(Recorded data)
::::::::::

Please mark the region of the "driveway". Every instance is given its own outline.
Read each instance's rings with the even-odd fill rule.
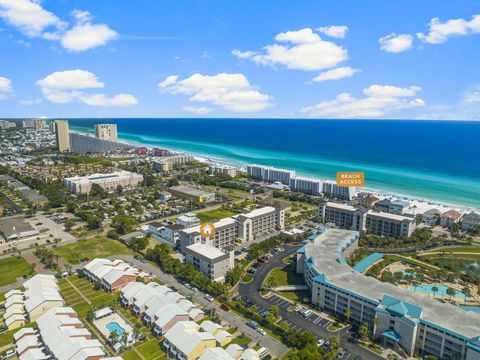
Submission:
[[[338,334],[333,334],[329,332],[327,330],[327,327],[332,322],[332,320],[328,318],[328,314],[320,312],[318,311],[318,309],[312,307],[312,310],[314,310],[314,312],[310,316],[304,317],[299,313],[287,311],[286,309],[289,307],[289,305],[285,303],[284,299],[276,295],[273,295],[270,298],[264,298],[260,295],[259,290],[261,289],[262,283],[267,277],[270,270],[275,267],[284,267],[285,263],[283,262],[283,259],[289,255],[294,254],[299,248],[299,246],[291,245],[285,245],[284,247],[285,251],[273,256],[268,263],[266,263],[257,271],[257,273],[253,277],[253,280],[250,283],[240,285],[240,295],[247,297],[249,301],[257,305],[260,309],[259,312],[264,309],[269,309],[270,306],[276,304],[281,308],[280,314],[282,315],[282,319],[287,321],[291,328],[299,331],[310,330],[315,336],[322,339],[329,339],[333,335],[339,335],[340,346],[348,351],[348,355],[346,356],[346,358],[350,358],[353,354],[354,356],[360,355],[363,359],[366,360],[383,359],[382,357],[372,353],[371,351],[365,350],[364,348],[357,345],[353,341],[353,337],[351,336],[348,329],[343,329]],[[285,311],[282,311],[284,309]]]
[[[217,302],[209,302],[204,298],[204,294],[194,293],[191,290],[188,290],[185,286],[180,284],[177,279],[175,279],[172,275],[165,274],[162,272],[156,265],[153,265],[150,262],[143,263],[137,259],[135,259],[132,255],[114,255],[110,256],[110,259],[122,259],[125,261],[129,261],[134,264],[138,269],[142,269],[145,272],[152,273],[156,277],[158,277],[161,281],[165,284],[173,286],[178,292],[184,296],[192,296],[193,301],[199,304],[203,309],[215,309],[216,313],[220,316],[220,318],[227,322],[230,326],[234,326],[238,329],[239,332],[244,333],[248,337],[252,339],[253,342],[259,343],[261,346],[264,346],[270,350],[270,353],[275,357],[280,357],[285,354],[289,348],[284,344],[280,343],[279,341],[275,340],[270,336],[262,336],[252,328],[246,325],[245,319],[238,316],[232,311],[225,312],[220,309],[220,304]],[[78,265],[76,268],[82,268],[83,265]]]

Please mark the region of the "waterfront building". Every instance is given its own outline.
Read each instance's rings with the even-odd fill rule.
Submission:
[[[339,200],[350,201],[355,196],[355,188],[353,186],[337,186],[334,181],[324,181],[322,192],[329,198]]]
[[[377,202],[375,209],[382,212],[401,215],[410,207],[410,203],[404,200],[383,199]]]
[[[223,282],[234,266],[233,251],[224,251],[208,243],[185,247],[185,264],[193,264],[209,279]]]
[[[42,119],[36,119],[36,120],[32,120],[33,122],[33,128],[35,130],[43,130],[43,129],[46,129],[47,128],[47,123],[45,122],[45,120],[42,120]]]
[[[63,184],[74,194],[88,194],[93,184],[105,191],[115,191],[118,186],[123,188],[138,186],[143,182],[143,175],[129,171],[119,171],[110,174],[93,174],[65,178]]]
[[[309,195],[320,195],[322,193],[322,181],[315,178],[296,176],[290,179],[290,189]]]
[[[366,209],[372,209],[375,204],[378,203],[380,199],[371,194],[365,194],[359,199],[360,206],[363,206]]]
[[[193,321],[177,323],[166,335],[163,348],[171,359],[196,360],[203,353],[216,346],[215,336],[200,331],[200,325]]]
[[[281,207],[264,206],[232,217],[238,223],[238,237],[242,242],[282,230],[285,225],[285,210]]]
[[[117,142],[117,124],[95,124],[95,136],[100,140]]]
[[[58,151],[70,152],[70,133],[67,120],[55,120],[55,141]]]
[[[422,222],[429,226],[437,225],[440,219],[440,210],[438,209],[430,209],[425,211],[422,214]]]
[[[278,169],[272,166],[248,165],[247,175],[266,182],[279,181],[282,184],[290,185],[290,179],[295,177],[295,170]]]
[[[16,126],[17,124],[15,124],[14,121],[0,120],[0,129],[2,130],[14,128]]]
[[[311,290],[311,302],[349,321],[366,323],[384,346],[405,356],[480,358],[480,314],[352,271],[346,259],[358,247],[359,232],[328,229],[297,251],[297,272]]]
[[[23,128],[33,128],[33,120],[22,120]]]
[[[341,229],[362,232],[365,229],[365,208],[356,208],[351,205],[334,202],[321,202],[319,215],[325,223],[332,223]]]
[[[448,210],[440,215],[440,225],[451,227],[453,224],[457,224],[461,218],[462,214],[457,210]]]
[[[192,162],[194,157],[189,154],[176,154],[172,156],[163,156],[153,160],[153,170],[159,172],[170,172],[176,165]]]
[[[200,219],[194,213],[186,213],[177,217],[176,223],[184,228],[200,225]]]
[[[199,203],[208,203],[215,201],[214,191],[205,191],[185,185],[173,186],[168,189],[168,191],[170,191],[173,195],[191,199]]]
[[[189,245],[196,243],[206,244],[209,242],[217,248],[225,248],[235,245],[238,238],[237,221],[231,217],[213,222],[215,234],[206,238],[200,233],[200,225],[180,230],[180,247],[182,251]]]
[[[462,230],[469,231],[480,227],[480,214],[470,212],[462,217]]]
[[[238,175],[238,169],[236,167],[223,164],[210,165],[208,171],[210,174],[224,174],[231,177]]]

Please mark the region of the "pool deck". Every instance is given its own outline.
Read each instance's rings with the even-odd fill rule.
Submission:
[[[98,329],[98,331],[100,331],[100,333],[105,339],[108,339],[108,337],[110,336],[110,331],[107,329],[107,325],[112,322],[118,323],[118,325],[120,325],[126,333],[131,334],[133,331],[133,328],[130,326],[130,324],[117,313],[113,313],[101,319],[94,320],[93,325],[95,325],[95,327]]]

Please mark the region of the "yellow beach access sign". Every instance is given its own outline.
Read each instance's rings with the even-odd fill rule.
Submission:
[[[337,186],[365,186],[365,173],[363,171],[337,172]]]

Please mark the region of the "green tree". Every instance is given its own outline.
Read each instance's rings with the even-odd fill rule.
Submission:
[[[447,288],[447,295],[450,296],[450,300],[452,299],[453,296],[455,296],[457,292],[455,291],[454,288],[448,287]]]
[[[340,339],[338,336],[333,336],[330,338],[330,346],[332,349],[338,349],[340,347]]]
[[[347,309],[345,311],[345,320],[349,322],[351,316],[352,316],[352,312],[350,311],[350,309]]]
[[[467,297],[469,297],[472,294],[472,291],[470,290],[470,288],[468,286],[465,286],[462,289],[462,293],[465,296],[465,300],[467,300]]]
[[[360,335],[360,338],[363,341],[367,341],[367,339],[368,339],[368,325],[366,323],[363,323],[362,325],[360,325],[360,327],[358,328],[358,334]]]
[[[433,297],[435,298],[435,294],[438,292],[438,287],[432,286]]]
[[[279,312],[278,305],[270,306],[269,311],[270,311],[270,313],[272,314],[273,317],[275,317],[275,318],[278,317],[278,312]]]

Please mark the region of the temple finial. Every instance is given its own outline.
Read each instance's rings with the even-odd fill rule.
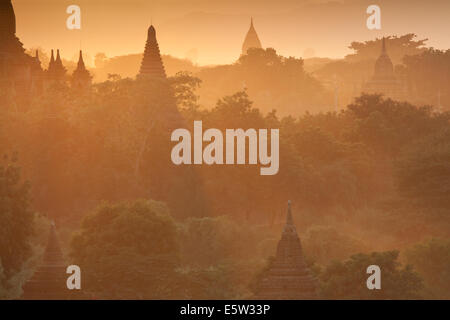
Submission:
[[[383,37],[383,40],[382,40],[381,53],[386,54],[386,38],[385,37]]]
[[[262,48],[261,41],[259,40],[255,26],[253,25],[253,17],[250,18],[250,28],[248,29],[244,43],[242,44],[241,55],[246,55],[250,48]]]
[[[287,225],[294,224],[294,220],[292,219],[291,200],[288,200],[288,212],[286,217],[286,224]]]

::::::::::

→ What the exercise asks
Output the data above exactly. Drop every picture.

→ Exercise output
Please mark the region of the "driveway". Every instance is given its own outline.
Read each instance's rings with the even-odd fill rule.
Submission:
[[[338,334],[333,334],[329,332],[327,330],[327,327],[332,322],[332,320],[328,318],[328,314],[320,312],[318,311],[318,309],[312,307],[312,310],[314,310],[314,312],[310,316],[304,317],[299,313],[287,311],[286,309],[289,307],[289,305],[285,303],[284,299],[276,295],[273,295],[270,298],[264,298],[260,295],[259,290],[261,289],[262,283],[267,277],[270,270],[275,267],[284,267],[285,263],[283,262],[283,259],[289,255],[294,254],[299,248],[299,246],[291,245],[285,245],[284,247],[285,251],[273,256],[268,263],[266,263],[257,271],[257,273],[253,277],[253,280],[250,283],[240,285],[240,295],[247,297],[249,301],[257,305],[260,309],[259,312],[264,309],[269,309],[270,306],[276,304],[281,308],[280,314],[282,315],[282,319],[287,321],[291,328],[299,331],[310,330],[315,336],[322,339],[329,339],[333,335],[339,335],[340,346],[348,351],[348,355],[346,356],[346,358],[350,358],[353,354],[354,356],[360,355],[363,359],[366,360],[383,359],[382,357],[372,353],[371,351],[365,350],[364,348],[357,345],[353,341],[353,337],[351,336],[348,329],[343,329]],[[285,311],[282,311],[284,309]]]
[[[217,302],[209,302],[204,298],[204,294],[194,293],[191,290],[188,290],[185,286],[180,284],[177,279],[175,279],[172,275],[165,274],[162,272],[156,265],[153,265],[150,262],[143,263],[137,259],[135,259],[132,255],[114,255],[110,256],[110,259],[122,259],[125,261],[129,261],[134,264],[138,269],[142,269],[145,272],[152,273],[156,277],[158,277],[161,281],[165,284],[173,286],[178,292],[184,296],[192,296],[193,301],[199,304],[203,309],[215,309],[216,313],[220,316],[220,318],[227,322],[230,326],[234,326],[238,329],[239,332],[244,333],[248,337],[252,339],[253,342],[259,343],[261,346],[264,346],[270,350],[270,353],[275,357],[280,357],[285,354],[289,348],[284,344],[280,343],[279,341],[275,340],[270,336],[262,336],[252,328],[246,325],[245,319],[238,316],[232,311],[225,312],[220,309],[220,304]],[[78,265],[76,268],[82,268],[83,265]]]

Please mark the region of the "waterfront building". Every instance is given its own outline.
Read each instance's rings with the even-odd fill rule.
Submission:
[[[339,200],[350,201],[355,196],[355,188],[353,186],[337,186],[334,181],[324,181],[322,192],[329,198]]]
[[[377,202],[375,209],[382,212],[401,215],[410,207],[410,203],[404,200],[383,199]]]
[[[223,282],[234,266],[233,251],[224,251],[208,243],[185,247],[185,264],[193,264],[209,279]]]
[[[42,119],[36,119],[36,120],[32,120],[33,122],[33,128],[35,130],[43,130],[43,129],[46,129],[47,128],[47,123],[45,122],[45,120],[42,120]]]
[[[63,184],[74,194],[88,194],[93,184],[105,191],[115,191],[118,186],[123,188],[138,186],[143,182],[143,175],[129,171],[119,171],[110,174],[93,174],[65,178]]]
[[[309,195],[320,195],[322,193],[322,181],[315,178],[296,176],[290,179],[290,189]]]
[[[366,209],[372,209],[375,204],[378,203],[380,199],[371,194],[365,194],[359,199],[360,206],[363,206]]]
[[[193,321],[177,323],[166,335],[163,348],[171,359],[196,360],[203,353],[216,346],[215,336],[200,331],[200,325]]]
[[[281,207],[264,206],[232,217],[238,223],[238,237],[242,242],[282,230],[285,225],[285,210]]]
[[[117,142],[117,124],[95,124],[95,136],[100,140]]]
[[[58,151],[70,152],[70,133],[67,120],[55,120],[55,141]]]
[[[422,222],[429,226],[437,225],[440,219],[440,210],[438,209],[430,209],[425,211],[422,214]]]
[[[278,169],[272,166],[248,165],[247,175],[266,182],[279,181],[282,184],[290,185],[290,179],[295,177],[295,170]]]
[[[16,126],[17,124],[15,124],[14,121],[0,120],[0,129],[2,130],[14,128]]]
[[[311,290],[311,302],[349,321],[366,323],[384,346],[405,356],[480,358],[480,314],[352,271],[346,259],[358,247],[359,232],[328,229],[297,251],[297,272]]]
[[[23,128],[33,128],[33,120],[22,120]]]
[[[341,229],[362,232],[365,229],[365,208],[356,208],[351,205],[334,202],[321,202],[319,215],[325,223],[332,223]]]
[[[448,210],[440,215],[440,225],[451,227],[453,224],[457,224],[461,218],[462,214],[457,210]]]
[[[192,162],[194,157],[189,154],[176,154],[172,156],[163,156],[153,160],[153,170],[159,172],[170,172],[176,165]]]
[[[200,219],[194,213],[186,213],[177,217],[176,223],[184,228],[200,225]]]
[[[199,203],[208,203],[215,201],[214,191],[205,191],[185,185],[173,186],[168,189],[168,191],[170,191],[173,195],[191,199]]]
[[[189,245],[196,243],[206,244],[209,242],[217,248],[225,248],[235,245],[238,238],[237,221],[231,217],[213,222],[215,234],[206,238],[200,233],[200,225],[180,230],[180,247],[182,251]]]
[[[462,230],[469,231],[480,227],[480,214],[470,212],[462,217]]]
[[[238,175],[238,169],[236,167],[223,164],[210,165],[208,171],[210,174],[224,174],[231,177]]]

Please mark the region of the "pool deck". Every instance is given its own outline.
Read each instance's rings with the even-odd fill rule.
Submission:
[[[98,329],[98,331],[100,331],[100,333],[105,339],[108,339],[108,337],[110,336],[110,331],[107,329],[107,325],[112,322],[118,323],[118,325],[120,325],[126,333],[131,334],[133,331],[133,328],[130,326],[130,324],[117,313],[113,313],[101,319],[94,320],[93,325],[95,325],[95,327]]]

Please mark the region of the "yellow beach access sign". Every instance is given its own outline.
Read each instance's rings with the even-odd fill rule.
Submission:
[[[337,186],[365,186],[365,173],[363,171],[337,172]]]

Please mark the region of the "green tree". Every instance is given its own outline.
Read each instance's rings with the even-odd fill rule.
Submission:
[[[447,288],[447,295],[450,296],[450,300],[452,299],[453,296],[455,296],[457,292],[455,291],[454,288],[448,287]]]
[[[340,339],[338,336],[333,336],[330,338],[330,346],[332,349],[338,349],[340,347]]]
[[[347,309],[345,311],[345,320],[349,322],[351,316],[352,316],[352,312],[350,311],[350,309]]]
[[[467,297],[469,297],[472,294],[472,291],[470,290],[470,288],[468,286],[465,286],[462,289],[462,293],[465,296],[465,300],[467,300]]]
[[[360,335],[360,338],[363,341],[367,341],[367,339],[368,339],[368,325],[366,323],[363,323],[362,325],[360,325],[360,327],[358,328],[358,334]]]
[[[433,297],[435,298],[435,294],[438,292],[438,287],[432,286]]]
[[[279,312],[278,305],[270,306],[269,311],[270,311],[270,313],[272,314],[273,317],[275,317],[275,318],[278,317],[278,312]]]

Please mark the region of the temple finial. Every instance is given its own outline.
Read each instance's rings with the even-odd fill rule.
Submission:
[[[383,37],[383,40],[382,40],[381,53],[386,54],[386,38],[385,37]]]
[[[262,48],[261,41],[259,40],[255,26],[253,25],[253,17],[250,18],[250,28],[248,29],[244,43],[242,44],[241,55],[246,55],[250,48]]]
[[[287,225],[294,224],[294,220],[292,219],[291,200],[288,200],[288,212],[286,217],[286,224]]]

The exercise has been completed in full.